*TEXT PROVIDED*:
Using molecular dating tools and epidemiological simulations, researchers at University of California San Diego School of Medicine, with colleagues at the University of Arizona and Illumina, Inc., estimate that the SARS-CoV-2 virus was likely circulating undetected for at most two months before the first human cases of COVID-19 were described in Wuhan, China in late-December 2019.
Writing in the March 18, 2021 online issue of Science, they also note that their simulations suggest that the mutating virus dies out naturally more than three-quarters of the time without causing an epidemic.
“Our study was designed to answer the question of how long could SARS-CoV-2 have circulated in China before it was discovered,” said senior author Joel O. Wertheim, Ph.D., associate professor in the Division of Infectious Diseases and Global Public Health at UC San Diego School of Medicine.
“To answer this question, we combined three important pieces of information: a detailed understanding of how SARS-CoV-2 spread in Wuhan before the lockdown, the genetic diversity of the virus in China and reports of the earliest cases of COVID-19 in China. By combining these disparate lines of evidence, we were able to put an upper limit of mid-October 2019 for when SARS-CoV-2 started circulating in Hubei province.”
Cases of COVID-19 were first reported in late-December 2019 in Wuhan, located in the Hubei province of central China. The virus quickly spread beyond Hubei.
Chinese authorities cordoned off the region and implemented mitigation measures nationwide. By April 2020, local transmission of the virus was under control but, by then, COVID-19 was pandemic with more than 100 countries reporting cases.
SARS-CoV-2 is a zoonotic coronavirus, believed to have jumped from an unknown animal host to humans. Numerous efforts have been made to identify when the virus first began spreading among humans, based on investigations of early-diagnosed cases of COVID-19.
The first cluster of cases – and the earliest sequenced SARS-CoV-2 genomes – were associated with the Huanan Seafood Wholesale Market, but study authors say the market cluster is unlikely to have marked the beginning of the pandemic because the earliest documented COVID-19 cases had no connection to the market.
Regional newspaper reports suggest COVID-19 diagnoses in Hubei date back to at least November 17, 2019, suggesting the virus was already actively circulating when Chinese authorities enacted public health measures.
In the new study, researchers used molecular clock evolutionary analyses to try to home in on when the first, or index, case of SARS-CoV-2 occurred.
“Molecular clock” is a term for a technique that uses the mutation rate of genes to deduce when two or more life forms diverged—in this case, when the common ancestor of all variants of SARS-CoV-2 existed, estimated in this study to as early as mid-November 2019.
Molecular dating of the most recent common ancestor is often taken to be synonymous with the index case of an emerging disease. However, said co-author Michael Worobey, Ph.D., professor of ecology and evolutionary biology at University of Arizona: “The index case can conceivably predate the common ancestor – the actual first case of this outbreak may have occurred days, weeks or even many months before the estimated common ancestor. Determining the length of that ‘phylogenetic fuse’ was at the heart of our investigation.”

*WHAT TO DO*:
[1] In the article on dating the emergence of SARS-CoV-2, what is the upper limit the researchers set for when the virus started circulating in Hubei province?
[2] Copy the article on dating the emergence of SARS-CoV-2 word for word, from "Using molecular dating" to "causing an epidemic.".
[3] Which institutions does the article on dating the emergence of SARS-CoV-2 name as conducting the study?

*DATASET EXCERPT*:
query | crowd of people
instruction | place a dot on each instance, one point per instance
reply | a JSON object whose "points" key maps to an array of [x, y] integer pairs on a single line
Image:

*OUTPUTS FOR THE TASKS*:
[1] Mid-October 2019.

[2]
Using molecular dating tools and epidemiological simulations, researchers at University of California San Diego School of Medicine, with colleagues at the University of Arizona and Illumina, Inc., estimate that the SARS-CoV-2 virus was likely circulating undetected for at most two months before the first human cases of COVID-19 were described in Wuhan, China in late-December 2019.
Writing in the March 18, 2021 online issue of Science, they also note that their simulations suggest that the mutating virus dies out naturally more than three-quarters of the time without causing an epidemic.

[3] University of California San Diego School of Medicine, the University of Arizona, and Illumina, Inc.